Starting with the line containing "TARGET: slope covered with forest" and going on through the end of the listing, write out those lines again, requests included. Scale each answer coordinate by 0.25 and round to whole numbers, with halves rounded up.

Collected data
▼

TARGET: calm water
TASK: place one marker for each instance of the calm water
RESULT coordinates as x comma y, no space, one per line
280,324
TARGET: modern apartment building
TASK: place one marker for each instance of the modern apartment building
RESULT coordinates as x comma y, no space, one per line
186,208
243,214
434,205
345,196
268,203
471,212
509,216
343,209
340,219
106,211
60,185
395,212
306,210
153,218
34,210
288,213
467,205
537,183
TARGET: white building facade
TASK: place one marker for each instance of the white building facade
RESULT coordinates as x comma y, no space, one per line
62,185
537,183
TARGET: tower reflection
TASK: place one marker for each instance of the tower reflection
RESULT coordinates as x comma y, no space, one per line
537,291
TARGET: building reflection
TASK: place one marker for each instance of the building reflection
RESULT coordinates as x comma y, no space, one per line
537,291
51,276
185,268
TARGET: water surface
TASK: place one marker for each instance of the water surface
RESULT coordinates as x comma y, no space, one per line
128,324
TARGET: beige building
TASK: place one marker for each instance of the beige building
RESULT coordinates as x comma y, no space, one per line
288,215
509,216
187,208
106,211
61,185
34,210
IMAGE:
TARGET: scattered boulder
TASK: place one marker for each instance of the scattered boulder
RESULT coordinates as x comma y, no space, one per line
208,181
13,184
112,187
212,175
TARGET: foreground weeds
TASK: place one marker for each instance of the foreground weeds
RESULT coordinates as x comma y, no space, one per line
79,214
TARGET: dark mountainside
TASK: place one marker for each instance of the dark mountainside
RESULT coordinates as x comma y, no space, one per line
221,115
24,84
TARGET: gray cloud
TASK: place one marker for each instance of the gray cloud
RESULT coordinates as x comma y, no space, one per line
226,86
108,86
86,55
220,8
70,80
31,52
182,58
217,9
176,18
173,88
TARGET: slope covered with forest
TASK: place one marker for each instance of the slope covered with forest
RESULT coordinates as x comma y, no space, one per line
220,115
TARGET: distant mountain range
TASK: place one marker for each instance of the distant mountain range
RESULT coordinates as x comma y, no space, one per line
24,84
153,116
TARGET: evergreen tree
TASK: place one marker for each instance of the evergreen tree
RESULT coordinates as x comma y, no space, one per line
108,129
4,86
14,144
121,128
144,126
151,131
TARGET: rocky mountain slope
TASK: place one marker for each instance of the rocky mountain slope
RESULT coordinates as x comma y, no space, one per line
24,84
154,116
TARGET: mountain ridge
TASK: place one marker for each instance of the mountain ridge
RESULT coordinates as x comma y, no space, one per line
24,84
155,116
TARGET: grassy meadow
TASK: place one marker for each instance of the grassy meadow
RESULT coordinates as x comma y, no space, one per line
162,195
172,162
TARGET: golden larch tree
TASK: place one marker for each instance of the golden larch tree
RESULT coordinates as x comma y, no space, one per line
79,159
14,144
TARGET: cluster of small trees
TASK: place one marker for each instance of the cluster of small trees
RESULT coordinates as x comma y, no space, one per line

▲

[Answer to this problem]
TARGET: slope covered with forest
TASK: place one marker for each instance of the slope covered with forest
RESULT coordinates as x comma y, no space, one per line
55,29
TARGET: distant mountain range
TASK: place one marker for each instance of the distant mountain range
RESULT coordinates as x comma y, no space, one per line
6,21
38,29
TARGET: evergreen tree
TASK: place one marker for each instance of the evergreen tree
RESULT coordinates as x comma y, no space, one per line
27,32
1,22
4,36
30,32
36,32
38,33
TARGET: rocky mountain slope
TASK: place one marker for each instance of the rocky mountain slope
RESULT coordinates as x comma y, no space, one per line
6,21
39,29
TARGET: mountain ridge
TASK: place one marker for each instance of the mountain ridge
RESULT coordinates as x comma y, no space, one per line
6,21
39,29
TARGET: grassy meadow
TASK: place one marker for each instance of the grassy meadow
RESULT coordinates as x comma y, no space, one per line
41,49
43,41
TARGET: golden larch tree
TASK: place one marker for each instance of the golden larch tree
RESULT coordinates as x comma y, no space, one per line
20,40
4,36
TARGET: cluster of small trees
TASK: place one marker for each instance of the cluster of small trees
RESULT coordinates as x comma y, no space, one per line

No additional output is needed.